A block of data:
--
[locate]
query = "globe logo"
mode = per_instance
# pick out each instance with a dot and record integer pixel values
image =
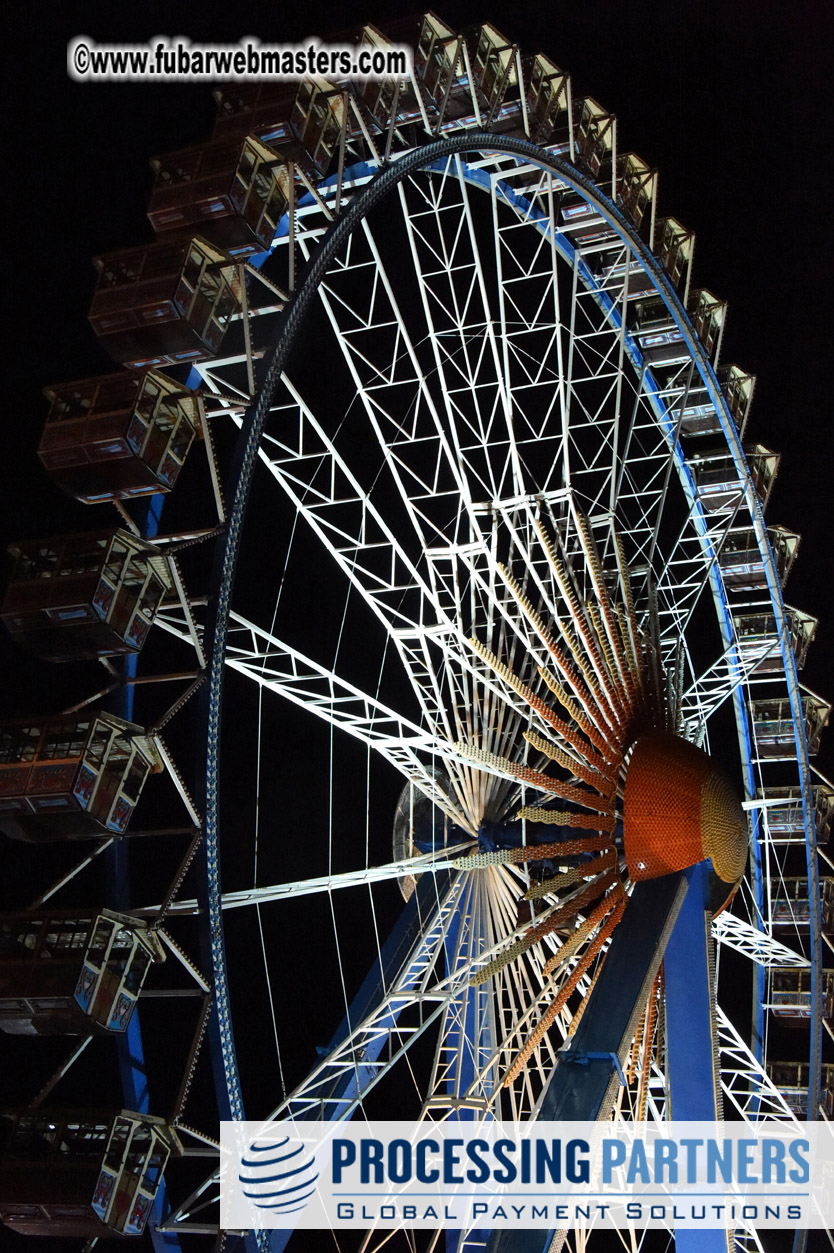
(279, 1175)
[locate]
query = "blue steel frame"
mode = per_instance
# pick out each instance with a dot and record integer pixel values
(221, 1031)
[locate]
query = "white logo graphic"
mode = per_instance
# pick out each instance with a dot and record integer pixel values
(279, 1175)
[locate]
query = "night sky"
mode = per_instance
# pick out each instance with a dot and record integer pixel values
(731, 103)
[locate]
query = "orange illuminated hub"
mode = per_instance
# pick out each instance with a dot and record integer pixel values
(679, 808)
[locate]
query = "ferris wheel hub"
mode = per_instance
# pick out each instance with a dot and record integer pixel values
(679, 810)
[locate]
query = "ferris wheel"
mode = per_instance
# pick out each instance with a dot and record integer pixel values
(502, 693)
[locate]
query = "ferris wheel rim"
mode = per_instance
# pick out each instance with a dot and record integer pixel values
(251, 435)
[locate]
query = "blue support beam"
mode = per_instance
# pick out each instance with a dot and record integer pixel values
(694, 1091)
(581, 1084)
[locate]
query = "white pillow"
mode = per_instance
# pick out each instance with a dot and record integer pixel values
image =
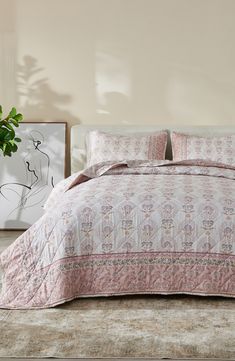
(216, 148)
(103, 146)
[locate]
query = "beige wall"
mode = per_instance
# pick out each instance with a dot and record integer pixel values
(119, 61)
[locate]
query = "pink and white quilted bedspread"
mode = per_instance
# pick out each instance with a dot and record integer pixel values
(130, 228)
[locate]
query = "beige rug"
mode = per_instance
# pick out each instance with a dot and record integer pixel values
(134, 326)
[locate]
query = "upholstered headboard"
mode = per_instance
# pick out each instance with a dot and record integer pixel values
(78, 137)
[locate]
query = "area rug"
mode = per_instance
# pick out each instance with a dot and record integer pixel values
(134, 326)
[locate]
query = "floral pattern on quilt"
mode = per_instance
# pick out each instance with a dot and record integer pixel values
(128, 228)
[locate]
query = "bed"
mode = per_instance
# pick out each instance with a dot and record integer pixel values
(128, 227)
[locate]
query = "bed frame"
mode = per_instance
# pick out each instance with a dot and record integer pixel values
(78, 137)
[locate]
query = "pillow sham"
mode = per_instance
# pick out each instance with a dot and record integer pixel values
(103, 146)
(216, 148)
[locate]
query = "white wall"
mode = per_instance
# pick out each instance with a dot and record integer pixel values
(119, 61)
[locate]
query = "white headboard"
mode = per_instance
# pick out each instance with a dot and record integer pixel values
(78, 137)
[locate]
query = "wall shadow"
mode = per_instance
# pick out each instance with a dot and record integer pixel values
(40, 102)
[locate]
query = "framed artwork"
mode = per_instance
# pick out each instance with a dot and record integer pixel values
(28, 177)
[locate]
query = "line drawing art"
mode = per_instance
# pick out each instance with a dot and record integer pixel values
(37, 177)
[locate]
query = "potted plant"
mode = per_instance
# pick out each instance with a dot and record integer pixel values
(8, 137)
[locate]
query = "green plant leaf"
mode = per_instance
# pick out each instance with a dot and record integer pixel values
(12, 113)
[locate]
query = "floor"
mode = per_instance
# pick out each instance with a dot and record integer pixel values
(6, 238)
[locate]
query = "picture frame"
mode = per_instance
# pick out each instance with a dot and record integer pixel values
(30, 174)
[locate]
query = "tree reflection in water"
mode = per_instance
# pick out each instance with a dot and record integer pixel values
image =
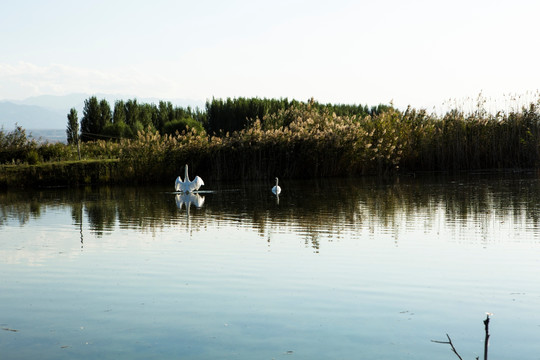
--
Given request »
Select every line of the data above that contains the word "wheel" and copy those lines out.

Exercise solution »
query = "ferris wheel hub"
query = "ferris wheel"
query = "ferris wheel rim"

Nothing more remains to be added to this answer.